» **TASK REQUIREMENTS**
Copy the passage about Appiah's 1988 album Owo Odo word for word, in full.

» **READING PASSAGE**
Content starts
Appiah did manage to record his own works in Amsterdam – and he completed them in Ghana with the help of some local talents. Among them were legendary multi-instrumentalist Kiki Gyan – then a member of the prolific Ghanaian-British band Osibisa, who had landed a major hit in the UK in 1975 with Afro-rock classic Sunshine Day.
“I wanted to see if I could get somebody to listen to my music and to lead me to where I have to go,” Appiah says of the resulting album, 1988’s Owo Odo. But it didn’t happen, and the record wasn’t a financial success. “People were making copies of the songs and selling it on their own,” Appiah says of the piracy that afflicted his release plans. “So I stopped. I didn’t do it again.” Despite the disappointment, the music retains intrigue: Owo Odo sells for over £200 on secondhand marketplaces, no doubt in part thanks to Gyan’s presence and Appiah’s distinctive vocals.
Content ends
» **DATASET ENTRIES**
Content starts
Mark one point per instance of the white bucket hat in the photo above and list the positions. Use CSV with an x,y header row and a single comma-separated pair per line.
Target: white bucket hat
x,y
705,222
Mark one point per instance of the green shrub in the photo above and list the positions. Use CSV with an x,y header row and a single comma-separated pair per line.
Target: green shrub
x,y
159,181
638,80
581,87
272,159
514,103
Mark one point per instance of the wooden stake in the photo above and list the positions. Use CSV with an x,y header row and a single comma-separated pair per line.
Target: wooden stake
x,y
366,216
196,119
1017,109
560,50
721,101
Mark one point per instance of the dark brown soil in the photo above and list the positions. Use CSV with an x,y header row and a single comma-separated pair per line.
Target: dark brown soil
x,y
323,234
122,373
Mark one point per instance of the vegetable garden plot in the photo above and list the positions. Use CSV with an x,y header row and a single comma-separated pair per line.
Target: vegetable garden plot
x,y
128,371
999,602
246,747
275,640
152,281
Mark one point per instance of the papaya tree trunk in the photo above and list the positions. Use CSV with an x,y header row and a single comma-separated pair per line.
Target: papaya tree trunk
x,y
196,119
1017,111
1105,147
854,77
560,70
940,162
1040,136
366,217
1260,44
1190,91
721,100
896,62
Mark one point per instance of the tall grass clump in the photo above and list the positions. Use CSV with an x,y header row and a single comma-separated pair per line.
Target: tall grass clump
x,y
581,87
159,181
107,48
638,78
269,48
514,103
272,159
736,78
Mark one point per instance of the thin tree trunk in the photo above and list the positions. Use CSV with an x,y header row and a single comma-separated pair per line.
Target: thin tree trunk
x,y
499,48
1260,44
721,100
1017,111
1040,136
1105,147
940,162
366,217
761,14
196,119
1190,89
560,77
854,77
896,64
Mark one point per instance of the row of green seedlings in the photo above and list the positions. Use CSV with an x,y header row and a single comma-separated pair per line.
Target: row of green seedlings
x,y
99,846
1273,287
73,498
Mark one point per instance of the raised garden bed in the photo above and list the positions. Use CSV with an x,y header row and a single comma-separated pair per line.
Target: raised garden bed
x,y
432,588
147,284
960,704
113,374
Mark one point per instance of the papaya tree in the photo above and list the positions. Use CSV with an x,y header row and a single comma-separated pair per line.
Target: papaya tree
Content ends
» **TASK RESULT**
Appiah did manage to record his own works in Amsterdam – and he completed them in Ghana with the help of some local talents. Among them were legendary multi-instrumentalist Kiki Gyan – then a member of the prolific Ghanaian-British band Osibisa, who had landed a major hit in the UK in 1975 with Afro-rock classic Sunshine Day.
“I wanted to see if I could get somebody to listen to my music and to lead me to where I have to go,” Appiah says of the resulting album, 1988’s Owo Odo. But it didn’t happen, and the record wasn’t a financial success. “People were making copies of the songs and selling it on their own,” Appiah says of the piracy that afflicted his release plans. “So I stopped. I didn’t do it again.” Despite the disappointment, the music retains intrigue: Owo Odo sells for over £200 on secondhand marketplaces, no doubt in part thanks to Gyan’s presence and Appiah’s distinctive vocals.